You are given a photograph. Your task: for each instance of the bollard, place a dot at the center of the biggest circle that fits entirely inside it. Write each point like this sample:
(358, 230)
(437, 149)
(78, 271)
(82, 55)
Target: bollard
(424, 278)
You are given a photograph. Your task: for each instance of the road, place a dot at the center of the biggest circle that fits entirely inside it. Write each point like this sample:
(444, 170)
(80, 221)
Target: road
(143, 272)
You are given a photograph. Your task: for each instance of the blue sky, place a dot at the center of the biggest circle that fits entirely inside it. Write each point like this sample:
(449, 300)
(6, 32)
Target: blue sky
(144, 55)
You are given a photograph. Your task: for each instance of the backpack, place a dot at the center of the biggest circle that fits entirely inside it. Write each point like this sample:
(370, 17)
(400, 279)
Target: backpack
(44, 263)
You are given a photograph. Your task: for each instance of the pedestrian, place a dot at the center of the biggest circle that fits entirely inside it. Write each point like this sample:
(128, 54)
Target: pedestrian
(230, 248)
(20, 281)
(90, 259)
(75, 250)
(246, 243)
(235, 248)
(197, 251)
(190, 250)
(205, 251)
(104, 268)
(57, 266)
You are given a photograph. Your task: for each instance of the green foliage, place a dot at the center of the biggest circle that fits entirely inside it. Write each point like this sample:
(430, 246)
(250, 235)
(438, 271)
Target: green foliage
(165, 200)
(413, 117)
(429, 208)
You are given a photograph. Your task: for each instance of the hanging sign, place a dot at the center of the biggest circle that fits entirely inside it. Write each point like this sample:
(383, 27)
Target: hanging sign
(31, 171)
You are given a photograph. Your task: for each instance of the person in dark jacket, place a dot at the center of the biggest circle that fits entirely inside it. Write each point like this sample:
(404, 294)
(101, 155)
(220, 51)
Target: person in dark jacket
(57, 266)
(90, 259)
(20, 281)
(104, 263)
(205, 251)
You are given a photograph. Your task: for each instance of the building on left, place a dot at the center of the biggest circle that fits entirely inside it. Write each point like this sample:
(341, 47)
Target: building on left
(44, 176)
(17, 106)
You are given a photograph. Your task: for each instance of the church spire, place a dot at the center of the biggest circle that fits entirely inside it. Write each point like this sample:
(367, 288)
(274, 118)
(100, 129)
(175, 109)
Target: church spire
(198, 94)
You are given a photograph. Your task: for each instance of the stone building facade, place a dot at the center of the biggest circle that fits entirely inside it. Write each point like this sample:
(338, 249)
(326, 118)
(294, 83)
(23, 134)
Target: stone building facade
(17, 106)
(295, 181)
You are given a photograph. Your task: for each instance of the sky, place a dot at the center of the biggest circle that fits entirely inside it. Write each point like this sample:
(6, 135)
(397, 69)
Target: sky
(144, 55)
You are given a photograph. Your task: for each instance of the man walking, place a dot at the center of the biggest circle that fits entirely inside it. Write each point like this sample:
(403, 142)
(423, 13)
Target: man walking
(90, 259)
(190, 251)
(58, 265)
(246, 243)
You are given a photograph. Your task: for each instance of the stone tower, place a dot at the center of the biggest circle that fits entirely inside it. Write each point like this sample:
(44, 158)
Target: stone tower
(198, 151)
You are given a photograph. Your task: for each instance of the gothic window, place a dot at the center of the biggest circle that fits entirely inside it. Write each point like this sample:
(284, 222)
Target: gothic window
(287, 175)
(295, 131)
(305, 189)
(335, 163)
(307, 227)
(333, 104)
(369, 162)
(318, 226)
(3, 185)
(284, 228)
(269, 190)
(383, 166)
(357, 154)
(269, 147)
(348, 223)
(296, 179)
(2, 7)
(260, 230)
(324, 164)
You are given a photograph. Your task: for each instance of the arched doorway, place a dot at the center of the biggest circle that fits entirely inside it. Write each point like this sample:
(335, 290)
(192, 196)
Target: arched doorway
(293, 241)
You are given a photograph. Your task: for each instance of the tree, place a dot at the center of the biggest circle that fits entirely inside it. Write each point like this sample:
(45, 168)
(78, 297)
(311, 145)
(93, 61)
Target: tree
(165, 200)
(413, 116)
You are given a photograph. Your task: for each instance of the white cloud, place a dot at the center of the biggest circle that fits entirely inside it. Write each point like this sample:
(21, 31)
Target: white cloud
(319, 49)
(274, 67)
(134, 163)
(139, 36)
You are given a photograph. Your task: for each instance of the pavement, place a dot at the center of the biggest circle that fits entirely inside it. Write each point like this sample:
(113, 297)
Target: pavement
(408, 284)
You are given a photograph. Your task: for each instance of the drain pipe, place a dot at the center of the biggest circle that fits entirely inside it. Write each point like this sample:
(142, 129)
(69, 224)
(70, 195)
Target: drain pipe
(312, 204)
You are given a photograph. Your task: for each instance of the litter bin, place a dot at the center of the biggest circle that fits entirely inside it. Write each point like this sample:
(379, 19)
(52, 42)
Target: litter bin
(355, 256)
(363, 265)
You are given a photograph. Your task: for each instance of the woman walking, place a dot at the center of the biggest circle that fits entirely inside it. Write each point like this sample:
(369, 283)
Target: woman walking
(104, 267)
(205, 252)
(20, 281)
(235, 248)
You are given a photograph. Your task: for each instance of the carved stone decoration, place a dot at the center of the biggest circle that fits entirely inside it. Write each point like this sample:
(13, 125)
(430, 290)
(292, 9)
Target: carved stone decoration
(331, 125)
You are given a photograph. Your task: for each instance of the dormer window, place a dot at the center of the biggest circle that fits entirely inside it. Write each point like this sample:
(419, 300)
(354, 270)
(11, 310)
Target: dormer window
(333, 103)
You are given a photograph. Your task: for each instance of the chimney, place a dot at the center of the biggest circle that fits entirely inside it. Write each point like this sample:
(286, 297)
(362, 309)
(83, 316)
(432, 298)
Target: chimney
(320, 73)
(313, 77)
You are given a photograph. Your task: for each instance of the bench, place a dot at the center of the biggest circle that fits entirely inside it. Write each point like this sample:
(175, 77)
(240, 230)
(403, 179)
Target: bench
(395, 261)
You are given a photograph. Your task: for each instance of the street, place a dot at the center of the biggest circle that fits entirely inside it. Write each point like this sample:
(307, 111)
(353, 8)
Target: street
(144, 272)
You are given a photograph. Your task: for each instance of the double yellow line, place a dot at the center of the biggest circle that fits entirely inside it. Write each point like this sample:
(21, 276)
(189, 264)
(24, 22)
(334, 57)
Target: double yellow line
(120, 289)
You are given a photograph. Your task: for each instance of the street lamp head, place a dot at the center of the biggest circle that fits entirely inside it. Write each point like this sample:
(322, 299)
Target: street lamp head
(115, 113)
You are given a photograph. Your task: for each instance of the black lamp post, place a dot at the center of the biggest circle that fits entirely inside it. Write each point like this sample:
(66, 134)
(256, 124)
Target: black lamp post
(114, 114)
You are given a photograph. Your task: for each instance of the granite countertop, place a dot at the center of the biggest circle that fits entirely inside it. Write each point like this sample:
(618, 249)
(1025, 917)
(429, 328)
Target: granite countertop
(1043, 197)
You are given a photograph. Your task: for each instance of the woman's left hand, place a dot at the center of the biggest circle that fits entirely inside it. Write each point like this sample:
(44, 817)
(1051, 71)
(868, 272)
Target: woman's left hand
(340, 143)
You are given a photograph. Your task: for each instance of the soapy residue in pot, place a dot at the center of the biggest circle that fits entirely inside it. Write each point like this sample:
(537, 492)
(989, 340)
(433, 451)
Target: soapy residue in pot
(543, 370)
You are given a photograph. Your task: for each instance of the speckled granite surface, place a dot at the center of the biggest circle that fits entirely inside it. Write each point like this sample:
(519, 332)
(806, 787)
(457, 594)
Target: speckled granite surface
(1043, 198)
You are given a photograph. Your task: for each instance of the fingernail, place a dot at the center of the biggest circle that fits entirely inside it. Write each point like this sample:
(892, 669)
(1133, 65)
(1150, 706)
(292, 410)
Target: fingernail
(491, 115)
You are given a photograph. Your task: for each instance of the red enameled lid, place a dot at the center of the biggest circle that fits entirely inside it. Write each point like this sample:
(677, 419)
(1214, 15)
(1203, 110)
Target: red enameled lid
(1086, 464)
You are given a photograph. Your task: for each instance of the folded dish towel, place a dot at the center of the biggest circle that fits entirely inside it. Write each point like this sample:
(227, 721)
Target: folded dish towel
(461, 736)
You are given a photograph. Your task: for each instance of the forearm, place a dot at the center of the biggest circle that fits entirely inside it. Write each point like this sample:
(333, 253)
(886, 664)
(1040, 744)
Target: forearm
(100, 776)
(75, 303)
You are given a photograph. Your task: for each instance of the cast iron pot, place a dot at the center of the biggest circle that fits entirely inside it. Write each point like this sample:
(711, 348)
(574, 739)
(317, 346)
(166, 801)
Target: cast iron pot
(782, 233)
━━━━━━
» **Task requirements**
Rescale the records between the lines holding "of the double" and "(1043, 197)", inclusive, and give only those lines again with the requests included. Multiply the x and y coordinates of each answer point by 1.4 and round to whole numbers, halves up, but leave the requests and their sample points unchanged.

» **Output for this exercise**
You are given a photograph. Your task: for each instance of the double yellow line, place a dot at the center of the biggest circle that fits entirely inside it. Write each point like this sample:
(21, 276)
(189, 264)
(24, 22)
(334, 57)
Target: double yellow line
(168, 405)
You are given a photograph. Your task: for each instance of the street lamp head, place a dot at the center of the biggest circle that fits entirely inside it. Write each point like this sample:
(322, 299)
Target: street lamp head
(161, 158)
You are given a photograph. Your task: for each instance of the black lamp post, place a dot at the center of the biggest circle that fits entirely inside it. Write each point like this sample:
(66, 134)
(256, 124)
Target: black lamp post
(160, 160)
You are given a photograph. Your task: for each instance of the granite countertop, place a dot at the center of the biggest circle that fits entirely inside it. Write each point like this sample:
(618, 249)
(1025, 917)
(429, 328)
Target: granite countertop
(1460, 276)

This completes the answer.